Task objective – Copy verbatim the part of these lines that begins with the line containing "like [230, 302]." and continues through the end of the lines.

Excerpts of pointing data
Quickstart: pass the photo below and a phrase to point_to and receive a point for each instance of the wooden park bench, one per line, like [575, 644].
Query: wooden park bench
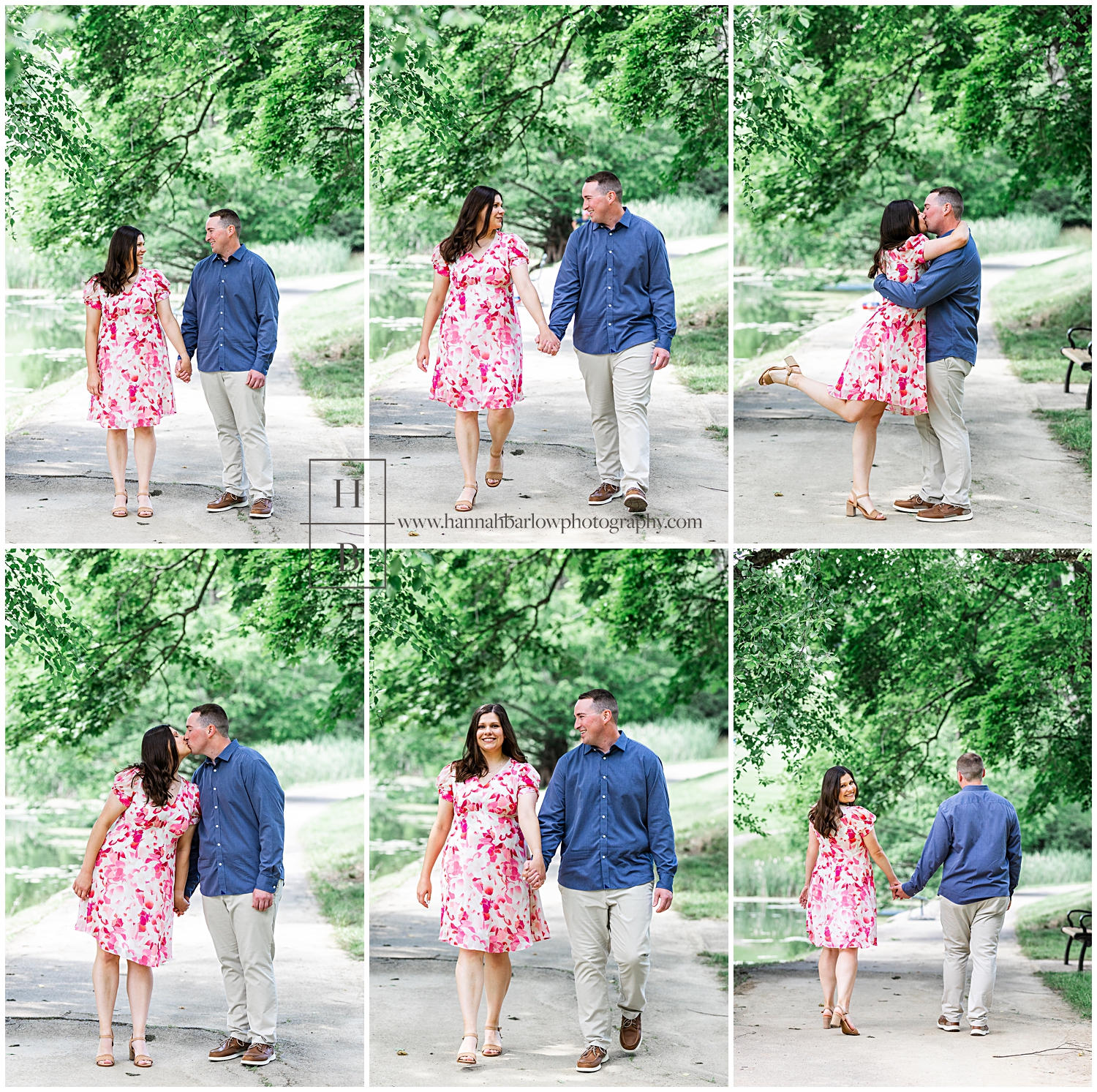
[1079, 932]
[1081, 357]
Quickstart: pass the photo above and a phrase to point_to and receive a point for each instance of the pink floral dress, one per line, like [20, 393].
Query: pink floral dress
[486, 905]
[133, 885]
[842, 897]
[134, 364]
[480, 355]
[888, 364]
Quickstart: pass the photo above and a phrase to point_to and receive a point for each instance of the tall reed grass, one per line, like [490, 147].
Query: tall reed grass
[1016, 232]
[680, 217]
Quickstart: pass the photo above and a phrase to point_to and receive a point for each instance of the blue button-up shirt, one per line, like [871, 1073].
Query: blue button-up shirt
[230, 313]
[611, 816]
[617, 285]
[949, 290]
[978, 837]
[237, 848]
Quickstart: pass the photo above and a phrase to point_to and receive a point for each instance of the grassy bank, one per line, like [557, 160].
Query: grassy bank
[1033, 309]
[327, 339]
[337, 870]
[699, 353]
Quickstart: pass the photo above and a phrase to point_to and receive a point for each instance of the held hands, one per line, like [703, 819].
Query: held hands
[546, 342]
[83, 885]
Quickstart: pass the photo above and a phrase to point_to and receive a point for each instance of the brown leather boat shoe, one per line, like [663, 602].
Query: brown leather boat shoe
[258, 1054]
[631, 1035]
[605, 494]
[592, 1059]
[225, 502]
[230, 1048]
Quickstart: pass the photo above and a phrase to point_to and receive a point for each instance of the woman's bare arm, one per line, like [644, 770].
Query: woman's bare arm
[954, 241]
[439, 832]
[438, 291]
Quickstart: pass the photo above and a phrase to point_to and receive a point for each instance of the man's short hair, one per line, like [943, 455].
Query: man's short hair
[228, 219]
[607, 180]
[213, 715]
[970, 765]
[951, 195]
[603, 701]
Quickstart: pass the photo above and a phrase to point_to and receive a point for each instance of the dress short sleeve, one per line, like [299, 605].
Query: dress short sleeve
[517, 250]
[445, 783]
[162, 290]
[91, 294]
[528, 780]
[123, 787]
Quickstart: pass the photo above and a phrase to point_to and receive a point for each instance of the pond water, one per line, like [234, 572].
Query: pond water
[769, 932]
[44, 339]
[44, 846]
[399, 293]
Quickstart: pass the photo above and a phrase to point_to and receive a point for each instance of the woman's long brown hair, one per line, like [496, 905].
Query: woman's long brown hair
[897, 224]
[473, 763]
[469, 230]
[159, 760]
[827, 809]
[121, 260]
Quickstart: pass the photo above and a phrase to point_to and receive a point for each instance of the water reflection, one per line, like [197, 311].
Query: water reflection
[769, 932]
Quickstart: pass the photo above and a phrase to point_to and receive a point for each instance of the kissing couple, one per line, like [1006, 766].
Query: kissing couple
[159, 837]
[614, 280]
[607, 807]
[230, 318]
[912, 355]
[976, 835]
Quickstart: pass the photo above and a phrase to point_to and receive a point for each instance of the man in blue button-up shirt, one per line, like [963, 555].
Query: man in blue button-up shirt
[608, 810]
[616, 281]
[237, 856]
[978, 837]
[230, 317]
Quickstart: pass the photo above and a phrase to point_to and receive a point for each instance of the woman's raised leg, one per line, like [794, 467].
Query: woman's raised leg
[470, 990]
[497, 982]
[105, 978]
[467, 429]
[140, 993]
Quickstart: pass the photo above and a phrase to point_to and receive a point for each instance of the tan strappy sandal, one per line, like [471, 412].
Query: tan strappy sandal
[142, 1061]
[105, 1061]
[853, 507]
[493, 478]
[467, 1057]
[491, 1050]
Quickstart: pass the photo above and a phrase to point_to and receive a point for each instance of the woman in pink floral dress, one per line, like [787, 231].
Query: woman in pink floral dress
[129, 313]
[886, 369]
[487, 909]
[478, 364]
[133, 877]
[840, 890]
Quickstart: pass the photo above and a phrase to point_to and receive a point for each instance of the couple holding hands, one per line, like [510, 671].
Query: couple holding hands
[976, 835]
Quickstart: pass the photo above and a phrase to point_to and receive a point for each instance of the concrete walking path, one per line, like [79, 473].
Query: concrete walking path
[50, 1006]
[414, 1003]
[793, 463]
[59, 481]
[550, 458]
[780, 1041]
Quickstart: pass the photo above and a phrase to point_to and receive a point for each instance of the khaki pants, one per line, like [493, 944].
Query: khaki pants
[244, 940]
[599, 922]
[619, 388]
[241, 416]
[971, 930]
[946, 453]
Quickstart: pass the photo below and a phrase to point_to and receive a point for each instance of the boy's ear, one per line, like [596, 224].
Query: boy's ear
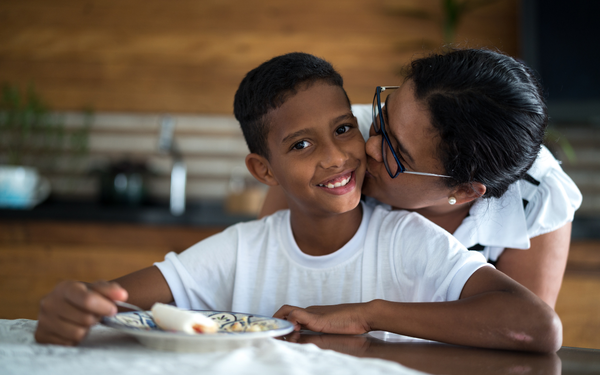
[468, 192]
[260, 168]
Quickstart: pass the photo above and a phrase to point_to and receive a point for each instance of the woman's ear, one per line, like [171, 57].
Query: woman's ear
[468, 192]
[260, 168]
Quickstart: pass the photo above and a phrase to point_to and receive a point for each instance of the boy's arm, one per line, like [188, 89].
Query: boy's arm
[493, 311]
[67, 313]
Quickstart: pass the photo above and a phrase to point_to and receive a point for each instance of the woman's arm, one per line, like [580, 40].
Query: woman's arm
[274, 201]
[493, 312]
[541, 267]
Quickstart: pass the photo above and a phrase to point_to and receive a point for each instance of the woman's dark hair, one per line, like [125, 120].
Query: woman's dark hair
[269, 85]
[489, 111]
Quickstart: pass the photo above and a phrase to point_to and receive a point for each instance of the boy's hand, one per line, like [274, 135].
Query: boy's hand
[68, 312]
[345, 319]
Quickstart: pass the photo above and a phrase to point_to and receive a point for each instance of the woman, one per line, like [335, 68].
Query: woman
[460, 143]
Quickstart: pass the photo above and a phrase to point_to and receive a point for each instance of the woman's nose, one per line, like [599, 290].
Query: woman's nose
[373, 147]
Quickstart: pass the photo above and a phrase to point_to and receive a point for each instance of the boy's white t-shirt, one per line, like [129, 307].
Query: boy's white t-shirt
[256, 267]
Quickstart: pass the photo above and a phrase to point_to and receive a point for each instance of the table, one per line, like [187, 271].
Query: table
[107, 351]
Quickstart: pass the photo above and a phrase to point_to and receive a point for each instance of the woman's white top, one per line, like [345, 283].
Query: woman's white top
[541, 203]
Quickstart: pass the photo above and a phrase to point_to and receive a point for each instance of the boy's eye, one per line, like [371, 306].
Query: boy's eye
[342, 129]
[300, 145]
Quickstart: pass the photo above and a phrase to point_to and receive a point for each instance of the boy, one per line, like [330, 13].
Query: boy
[366, 267]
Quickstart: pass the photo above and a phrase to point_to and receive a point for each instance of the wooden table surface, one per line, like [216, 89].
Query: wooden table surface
[35, 256]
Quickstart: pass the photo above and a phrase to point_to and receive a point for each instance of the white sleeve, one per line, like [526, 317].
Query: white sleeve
[202, 277]
[553, 202]
[363, 114]
[432, 263]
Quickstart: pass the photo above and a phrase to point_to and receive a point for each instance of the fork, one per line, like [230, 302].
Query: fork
[128, 306]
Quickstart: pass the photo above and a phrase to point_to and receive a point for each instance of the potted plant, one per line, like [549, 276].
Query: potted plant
[31, 138]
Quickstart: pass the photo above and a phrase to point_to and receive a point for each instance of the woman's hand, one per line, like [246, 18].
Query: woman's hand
[345, 319]
[72, 308]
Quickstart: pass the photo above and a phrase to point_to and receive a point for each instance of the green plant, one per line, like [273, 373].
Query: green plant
[31, 135]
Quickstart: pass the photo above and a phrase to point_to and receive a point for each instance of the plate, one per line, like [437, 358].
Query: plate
[144, 329]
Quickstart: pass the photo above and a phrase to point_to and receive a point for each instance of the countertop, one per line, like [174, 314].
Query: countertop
[199, 213]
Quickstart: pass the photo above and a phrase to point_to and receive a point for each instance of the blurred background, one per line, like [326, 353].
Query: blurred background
[138, 96]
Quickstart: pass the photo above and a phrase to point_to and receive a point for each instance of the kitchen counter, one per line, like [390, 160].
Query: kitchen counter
[201, 213]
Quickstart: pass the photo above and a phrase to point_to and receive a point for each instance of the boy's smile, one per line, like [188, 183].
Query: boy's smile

The completed task –
Quickstart: pass the photo above and a phrase to point_to and receive a point for each instance of the fork, one per line, like [230, 302].
Query: fork
[128, 306]
Quickstart: pass the photo above and a phrase to point_to and receive a point for each instance of the potted plant, one per line, like [549, 276].
Query: potted plant
[31, 138]
Quickstart: pass the photo above and a phrase to point_to and receive a point for each instance of the woman's hand, one per line, like [246, 18].
Query: woman's hand
[345, 319]
[72, 308]
Quickstart: pass the photo above and a phrase to point_to and receive a point for each instance of the green plant, one per line, like [273, 373].
Query: green plant
[31, 135]
Quickstart: pass the photo above and a phrase to point_to and receive a point for each instance of the plate, one per line, like [437, 358].
Query: plate
[144, 329]
Quickstart: pass the photo above and a phrase to point_to and receive a point for each instance of the countertop, one per line, like [174, 314].
Query: countertop
[199, 213]
Quickstart: pass the photo above and a phrase to point_to and receive a point for each instance of the blurred background, one per line, like [326, 353].
Query: blurred background
[138, 96]
Quickstart: pass the photo above and a phrase to point_to and receive a point for each instance of the kitchen counter, one per line, like [390, 160].
Query: kitchen counter
[201, 213]
Quickstart: pass the photo above and a phrase to point_to and receive a point for each instance of the boy's smile, one per line, like [188, 183].
Query: boy's smile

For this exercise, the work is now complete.